SUPPLIED RECORDS >>
▼

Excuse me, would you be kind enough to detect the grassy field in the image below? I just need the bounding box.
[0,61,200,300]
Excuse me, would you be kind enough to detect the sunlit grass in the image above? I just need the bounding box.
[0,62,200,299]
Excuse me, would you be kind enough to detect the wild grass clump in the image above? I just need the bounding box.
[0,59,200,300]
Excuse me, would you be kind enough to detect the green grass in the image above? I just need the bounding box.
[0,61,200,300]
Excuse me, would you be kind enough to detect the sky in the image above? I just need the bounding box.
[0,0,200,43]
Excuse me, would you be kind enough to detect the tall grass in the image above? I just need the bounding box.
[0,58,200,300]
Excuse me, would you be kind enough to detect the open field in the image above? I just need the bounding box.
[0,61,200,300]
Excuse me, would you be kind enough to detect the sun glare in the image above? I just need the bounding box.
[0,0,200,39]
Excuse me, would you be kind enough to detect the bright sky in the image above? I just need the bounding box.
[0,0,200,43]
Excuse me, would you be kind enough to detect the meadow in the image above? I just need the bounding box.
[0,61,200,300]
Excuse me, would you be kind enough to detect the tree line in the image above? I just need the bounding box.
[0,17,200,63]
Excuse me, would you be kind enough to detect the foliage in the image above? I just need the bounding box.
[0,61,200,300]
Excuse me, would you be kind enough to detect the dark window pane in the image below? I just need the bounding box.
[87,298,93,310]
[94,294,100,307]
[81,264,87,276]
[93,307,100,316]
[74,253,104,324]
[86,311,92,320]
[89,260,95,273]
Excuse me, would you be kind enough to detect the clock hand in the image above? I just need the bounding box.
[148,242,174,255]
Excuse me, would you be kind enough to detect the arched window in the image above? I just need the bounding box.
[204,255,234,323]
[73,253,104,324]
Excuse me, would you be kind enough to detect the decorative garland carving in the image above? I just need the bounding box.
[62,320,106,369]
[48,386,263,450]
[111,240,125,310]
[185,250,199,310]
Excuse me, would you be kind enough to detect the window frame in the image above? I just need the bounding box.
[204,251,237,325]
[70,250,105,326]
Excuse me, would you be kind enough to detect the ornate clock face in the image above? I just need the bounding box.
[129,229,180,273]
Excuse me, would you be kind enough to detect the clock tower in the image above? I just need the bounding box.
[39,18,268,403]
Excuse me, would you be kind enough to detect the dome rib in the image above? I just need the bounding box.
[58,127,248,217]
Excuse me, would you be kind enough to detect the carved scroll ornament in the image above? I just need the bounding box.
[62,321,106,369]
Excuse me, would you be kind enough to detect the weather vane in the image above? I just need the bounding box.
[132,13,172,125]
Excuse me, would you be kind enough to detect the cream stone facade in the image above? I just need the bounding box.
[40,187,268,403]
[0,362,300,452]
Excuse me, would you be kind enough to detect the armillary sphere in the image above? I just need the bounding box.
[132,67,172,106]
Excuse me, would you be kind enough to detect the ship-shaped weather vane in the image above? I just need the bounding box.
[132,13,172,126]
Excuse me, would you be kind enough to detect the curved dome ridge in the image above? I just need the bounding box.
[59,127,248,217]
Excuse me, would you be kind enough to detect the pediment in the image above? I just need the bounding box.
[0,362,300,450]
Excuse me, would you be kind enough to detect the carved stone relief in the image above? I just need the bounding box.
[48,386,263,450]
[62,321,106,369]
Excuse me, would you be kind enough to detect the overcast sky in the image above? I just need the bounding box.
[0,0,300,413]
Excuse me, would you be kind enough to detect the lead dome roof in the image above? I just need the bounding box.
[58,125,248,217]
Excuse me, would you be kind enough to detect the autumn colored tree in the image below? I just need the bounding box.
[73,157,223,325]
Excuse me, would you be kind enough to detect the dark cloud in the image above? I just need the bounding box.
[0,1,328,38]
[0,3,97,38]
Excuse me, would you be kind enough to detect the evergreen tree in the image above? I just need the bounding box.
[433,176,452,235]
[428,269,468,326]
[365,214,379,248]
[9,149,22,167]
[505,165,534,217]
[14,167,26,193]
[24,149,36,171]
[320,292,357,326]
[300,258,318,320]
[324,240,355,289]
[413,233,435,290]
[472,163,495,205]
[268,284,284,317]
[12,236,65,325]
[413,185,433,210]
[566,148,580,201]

▲
▼

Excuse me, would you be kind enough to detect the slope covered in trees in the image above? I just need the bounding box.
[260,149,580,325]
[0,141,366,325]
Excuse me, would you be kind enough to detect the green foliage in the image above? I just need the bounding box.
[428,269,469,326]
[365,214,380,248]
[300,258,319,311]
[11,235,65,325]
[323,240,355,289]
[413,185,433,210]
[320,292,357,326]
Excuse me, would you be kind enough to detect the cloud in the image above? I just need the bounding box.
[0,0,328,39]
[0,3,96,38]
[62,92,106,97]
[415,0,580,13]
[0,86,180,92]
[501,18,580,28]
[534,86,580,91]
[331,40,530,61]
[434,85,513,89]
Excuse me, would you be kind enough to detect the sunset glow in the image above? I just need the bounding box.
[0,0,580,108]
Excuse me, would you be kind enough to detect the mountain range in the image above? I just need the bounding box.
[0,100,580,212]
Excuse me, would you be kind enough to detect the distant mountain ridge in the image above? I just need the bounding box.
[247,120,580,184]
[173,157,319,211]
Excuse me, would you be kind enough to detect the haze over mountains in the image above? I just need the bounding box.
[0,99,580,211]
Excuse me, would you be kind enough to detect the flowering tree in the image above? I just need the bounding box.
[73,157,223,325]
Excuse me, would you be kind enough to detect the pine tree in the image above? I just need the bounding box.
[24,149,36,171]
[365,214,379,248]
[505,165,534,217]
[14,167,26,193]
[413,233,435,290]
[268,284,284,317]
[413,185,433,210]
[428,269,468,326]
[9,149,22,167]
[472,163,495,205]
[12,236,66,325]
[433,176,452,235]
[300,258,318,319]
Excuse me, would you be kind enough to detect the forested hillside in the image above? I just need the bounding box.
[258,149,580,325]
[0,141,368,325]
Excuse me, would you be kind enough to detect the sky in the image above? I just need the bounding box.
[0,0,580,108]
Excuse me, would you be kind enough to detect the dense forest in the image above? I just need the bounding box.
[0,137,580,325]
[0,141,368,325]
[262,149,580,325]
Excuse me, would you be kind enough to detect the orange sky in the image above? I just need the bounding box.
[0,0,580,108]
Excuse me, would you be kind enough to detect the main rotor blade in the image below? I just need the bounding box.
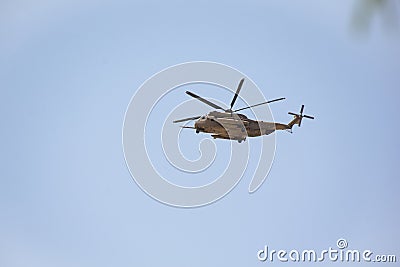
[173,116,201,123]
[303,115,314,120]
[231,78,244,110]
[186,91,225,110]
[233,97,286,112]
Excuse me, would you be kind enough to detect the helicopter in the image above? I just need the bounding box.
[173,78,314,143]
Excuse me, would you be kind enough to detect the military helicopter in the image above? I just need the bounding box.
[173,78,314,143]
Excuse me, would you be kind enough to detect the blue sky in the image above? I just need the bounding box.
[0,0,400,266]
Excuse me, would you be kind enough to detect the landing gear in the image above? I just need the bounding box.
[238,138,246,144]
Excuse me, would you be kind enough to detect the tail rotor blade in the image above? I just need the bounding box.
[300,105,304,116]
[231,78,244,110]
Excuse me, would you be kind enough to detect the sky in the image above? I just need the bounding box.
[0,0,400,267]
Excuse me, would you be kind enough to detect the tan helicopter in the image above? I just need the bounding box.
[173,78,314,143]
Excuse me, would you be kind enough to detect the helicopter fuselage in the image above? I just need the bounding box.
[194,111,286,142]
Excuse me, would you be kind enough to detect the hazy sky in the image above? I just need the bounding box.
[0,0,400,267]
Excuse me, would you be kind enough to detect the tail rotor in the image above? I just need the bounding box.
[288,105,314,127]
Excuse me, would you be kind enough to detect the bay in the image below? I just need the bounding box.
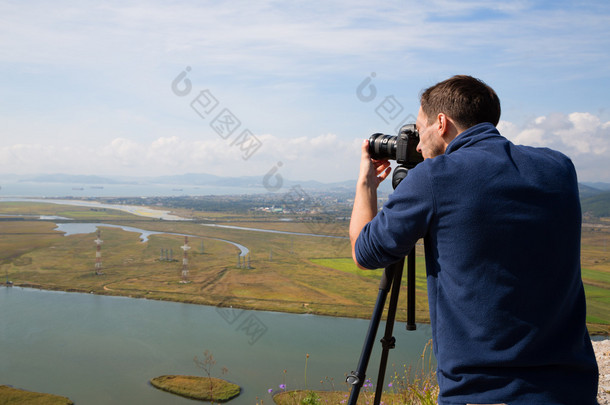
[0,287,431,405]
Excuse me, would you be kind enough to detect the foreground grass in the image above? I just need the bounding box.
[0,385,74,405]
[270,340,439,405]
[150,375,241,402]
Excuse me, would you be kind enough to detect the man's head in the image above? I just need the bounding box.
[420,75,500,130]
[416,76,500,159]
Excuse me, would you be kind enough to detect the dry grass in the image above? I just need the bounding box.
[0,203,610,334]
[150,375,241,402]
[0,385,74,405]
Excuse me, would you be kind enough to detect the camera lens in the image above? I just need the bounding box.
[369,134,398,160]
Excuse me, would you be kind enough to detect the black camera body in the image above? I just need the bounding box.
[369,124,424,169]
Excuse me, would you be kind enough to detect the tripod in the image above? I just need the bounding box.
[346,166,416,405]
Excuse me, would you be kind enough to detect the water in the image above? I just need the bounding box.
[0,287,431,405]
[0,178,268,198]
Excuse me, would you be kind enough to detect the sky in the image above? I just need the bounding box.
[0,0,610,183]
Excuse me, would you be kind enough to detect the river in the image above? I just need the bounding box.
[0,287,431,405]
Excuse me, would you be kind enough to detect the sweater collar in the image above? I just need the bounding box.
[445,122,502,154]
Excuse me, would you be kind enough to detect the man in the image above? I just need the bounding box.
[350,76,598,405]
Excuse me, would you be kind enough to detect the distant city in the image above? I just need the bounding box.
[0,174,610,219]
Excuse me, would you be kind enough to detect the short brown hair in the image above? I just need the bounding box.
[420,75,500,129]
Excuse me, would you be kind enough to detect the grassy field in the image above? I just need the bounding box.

▲

TASK REQUIREMENTS >> Take the lines of the records starting with the line that contains "Excuse me, would you be kind enough to detect the armillary" and going on through the line that contains "[132,13,172,126]", and recast them as a numbered list. Leave out any blank lines.

RESULT >>
1. Excuse me, would you be kind enough to detect the armillary sphere in the image above? I just need the bounding box.
2. [132,67,172,106]
3. Excuse me, would you be kind enough to detect the ship-shaped weather vane in the image above? I just need the bounding box.
4. [132,13,172,126]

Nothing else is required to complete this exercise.